■ Extract provided ■
────
= 1962 in Irish television =

The following is a list of events relating to television in Ireland from 1962.

==Events==

- 1 January
  - One of the longest running programmes in Irish news and current affairs history, RTÉ News: Six One, began broadcasting, with Charles Mitchel reading the news. He continued to host the programme until his retirement in 1984.
  - First broadcast of the weekday topical news magazine programme Broadsheet on Telefís Éireann.
- 12 January – First broadcast of the long-running religious and social documentary series Radharc.
- 20 February – The BBC relayed commentary of the Friendship 7 spaceflight when John Glenn became the first American to orbit the Earth.
- 17 March – US animated series The Flintstones (television's first animated prime time sitcom) began broadcasting on Telefís Éireann.
- April – Telefís Éireann staff moved to newly-built studios in Donnybrook, Dublin. Previously, they were in temporary accommodation in the city centre.
────
■ Task description ■
In the 1962 Irish television list, where did Telefís Éireann staff move in April?

[Point labeling records]
────
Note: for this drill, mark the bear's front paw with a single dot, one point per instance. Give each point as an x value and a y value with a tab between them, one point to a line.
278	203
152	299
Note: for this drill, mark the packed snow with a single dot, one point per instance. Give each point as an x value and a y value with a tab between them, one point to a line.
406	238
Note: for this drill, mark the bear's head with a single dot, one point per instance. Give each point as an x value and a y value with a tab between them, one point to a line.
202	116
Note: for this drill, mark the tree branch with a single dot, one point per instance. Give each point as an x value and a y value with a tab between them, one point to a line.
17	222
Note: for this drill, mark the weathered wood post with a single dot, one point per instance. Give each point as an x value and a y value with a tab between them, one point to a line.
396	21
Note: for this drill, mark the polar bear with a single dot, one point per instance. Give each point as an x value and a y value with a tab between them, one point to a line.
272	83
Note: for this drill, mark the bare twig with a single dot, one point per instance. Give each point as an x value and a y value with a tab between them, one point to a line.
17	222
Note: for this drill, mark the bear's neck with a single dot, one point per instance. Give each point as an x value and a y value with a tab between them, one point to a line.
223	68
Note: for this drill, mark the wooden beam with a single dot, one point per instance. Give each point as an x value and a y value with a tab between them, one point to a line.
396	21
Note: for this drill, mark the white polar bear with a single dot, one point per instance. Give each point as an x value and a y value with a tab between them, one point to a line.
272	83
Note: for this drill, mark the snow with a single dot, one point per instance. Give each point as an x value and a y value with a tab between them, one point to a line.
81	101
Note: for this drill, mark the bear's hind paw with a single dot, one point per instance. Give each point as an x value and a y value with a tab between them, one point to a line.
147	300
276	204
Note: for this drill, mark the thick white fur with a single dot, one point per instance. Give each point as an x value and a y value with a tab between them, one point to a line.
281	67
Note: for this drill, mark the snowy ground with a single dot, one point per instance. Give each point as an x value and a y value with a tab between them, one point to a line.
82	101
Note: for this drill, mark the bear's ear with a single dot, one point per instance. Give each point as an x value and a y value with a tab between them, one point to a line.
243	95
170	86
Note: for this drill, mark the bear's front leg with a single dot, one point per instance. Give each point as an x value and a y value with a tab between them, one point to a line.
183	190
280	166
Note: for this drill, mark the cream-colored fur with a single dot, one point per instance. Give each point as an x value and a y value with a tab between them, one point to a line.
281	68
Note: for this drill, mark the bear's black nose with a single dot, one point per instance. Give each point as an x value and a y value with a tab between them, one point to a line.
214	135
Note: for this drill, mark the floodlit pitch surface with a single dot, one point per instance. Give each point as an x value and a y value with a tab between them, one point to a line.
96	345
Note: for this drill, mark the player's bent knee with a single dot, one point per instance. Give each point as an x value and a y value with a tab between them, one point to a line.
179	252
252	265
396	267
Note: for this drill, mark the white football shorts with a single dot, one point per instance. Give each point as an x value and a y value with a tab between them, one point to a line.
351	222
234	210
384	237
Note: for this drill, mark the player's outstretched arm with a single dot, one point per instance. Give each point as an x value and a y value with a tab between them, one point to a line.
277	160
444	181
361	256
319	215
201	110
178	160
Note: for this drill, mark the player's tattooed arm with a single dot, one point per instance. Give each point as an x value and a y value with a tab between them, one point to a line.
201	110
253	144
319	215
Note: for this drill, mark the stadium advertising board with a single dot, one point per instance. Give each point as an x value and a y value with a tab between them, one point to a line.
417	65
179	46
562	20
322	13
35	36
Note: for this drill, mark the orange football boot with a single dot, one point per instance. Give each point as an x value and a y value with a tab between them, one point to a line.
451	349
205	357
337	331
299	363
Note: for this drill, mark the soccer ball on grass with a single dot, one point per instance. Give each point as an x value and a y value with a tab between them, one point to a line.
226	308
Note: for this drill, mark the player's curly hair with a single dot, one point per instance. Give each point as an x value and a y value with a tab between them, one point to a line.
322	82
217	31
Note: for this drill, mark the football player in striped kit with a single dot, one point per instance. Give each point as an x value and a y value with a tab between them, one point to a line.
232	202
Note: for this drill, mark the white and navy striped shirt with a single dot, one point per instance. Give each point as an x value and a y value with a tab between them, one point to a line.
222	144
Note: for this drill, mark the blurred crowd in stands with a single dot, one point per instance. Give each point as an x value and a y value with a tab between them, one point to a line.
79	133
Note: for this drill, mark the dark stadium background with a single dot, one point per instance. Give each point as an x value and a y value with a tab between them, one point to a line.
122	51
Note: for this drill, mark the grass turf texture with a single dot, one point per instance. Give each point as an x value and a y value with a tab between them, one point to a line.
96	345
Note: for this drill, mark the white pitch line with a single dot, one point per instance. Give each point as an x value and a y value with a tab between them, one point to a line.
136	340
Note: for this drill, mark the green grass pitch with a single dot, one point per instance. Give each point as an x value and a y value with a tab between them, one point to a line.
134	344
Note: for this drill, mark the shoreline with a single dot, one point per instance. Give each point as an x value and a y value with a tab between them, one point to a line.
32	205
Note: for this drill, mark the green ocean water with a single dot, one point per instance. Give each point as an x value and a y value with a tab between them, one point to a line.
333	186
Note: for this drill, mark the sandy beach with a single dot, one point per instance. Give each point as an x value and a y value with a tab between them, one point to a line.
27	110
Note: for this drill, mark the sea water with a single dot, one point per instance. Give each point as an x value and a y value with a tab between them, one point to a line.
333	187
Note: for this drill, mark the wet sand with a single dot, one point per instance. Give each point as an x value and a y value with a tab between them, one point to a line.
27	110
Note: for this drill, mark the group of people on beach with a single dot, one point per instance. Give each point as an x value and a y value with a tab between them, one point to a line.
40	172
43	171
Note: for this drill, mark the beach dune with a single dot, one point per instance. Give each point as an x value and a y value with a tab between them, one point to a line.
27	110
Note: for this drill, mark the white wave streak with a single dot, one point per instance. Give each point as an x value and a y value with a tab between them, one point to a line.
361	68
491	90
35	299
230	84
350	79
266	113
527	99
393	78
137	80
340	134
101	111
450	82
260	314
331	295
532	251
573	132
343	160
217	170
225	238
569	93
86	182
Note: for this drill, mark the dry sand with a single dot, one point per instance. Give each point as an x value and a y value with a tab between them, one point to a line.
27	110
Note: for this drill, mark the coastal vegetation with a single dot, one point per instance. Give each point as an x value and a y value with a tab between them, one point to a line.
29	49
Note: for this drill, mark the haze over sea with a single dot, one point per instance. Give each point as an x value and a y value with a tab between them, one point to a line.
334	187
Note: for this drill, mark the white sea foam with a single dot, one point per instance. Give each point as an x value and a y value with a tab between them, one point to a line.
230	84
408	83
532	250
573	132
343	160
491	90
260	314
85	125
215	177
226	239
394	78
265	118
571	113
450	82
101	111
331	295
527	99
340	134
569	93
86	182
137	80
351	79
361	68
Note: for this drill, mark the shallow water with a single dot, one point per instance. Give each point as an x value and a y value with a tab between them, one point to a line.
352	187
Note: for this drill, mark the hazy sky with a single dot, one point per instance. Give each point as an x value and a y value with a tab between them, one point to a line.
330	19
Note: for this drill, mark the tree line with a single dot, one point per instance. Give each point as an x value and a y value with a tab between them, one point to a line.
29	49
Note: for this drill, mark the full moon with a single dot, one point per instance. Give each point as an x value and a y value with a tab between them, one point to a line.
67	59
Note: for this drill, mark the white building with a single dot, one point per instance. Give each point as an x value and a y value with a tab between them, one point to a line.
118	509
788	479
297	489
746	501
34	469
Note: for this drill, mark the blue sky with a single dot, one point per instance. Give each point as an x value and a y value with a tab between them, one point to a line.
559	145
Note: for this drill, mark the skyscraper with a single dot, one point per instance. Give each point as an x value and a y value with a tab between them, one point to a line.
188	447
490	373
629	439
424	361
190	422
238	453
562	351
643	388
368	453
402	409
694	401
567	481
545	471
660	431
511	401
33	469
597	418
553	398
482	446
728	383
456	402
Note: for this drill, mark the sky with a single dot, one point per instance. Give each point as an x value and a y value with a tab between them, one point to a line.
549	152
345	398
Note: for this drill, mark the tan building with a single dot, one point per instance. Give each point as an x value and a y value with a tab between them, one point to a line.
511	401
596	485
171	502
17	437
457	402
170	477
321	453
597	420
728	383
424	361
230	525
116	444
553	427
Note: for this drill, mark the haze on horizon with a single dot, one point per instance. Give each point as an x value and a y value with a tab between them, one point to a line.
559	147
────
■ Result of this exercise ■
To newly-built studios in Donnybrook, Dublin.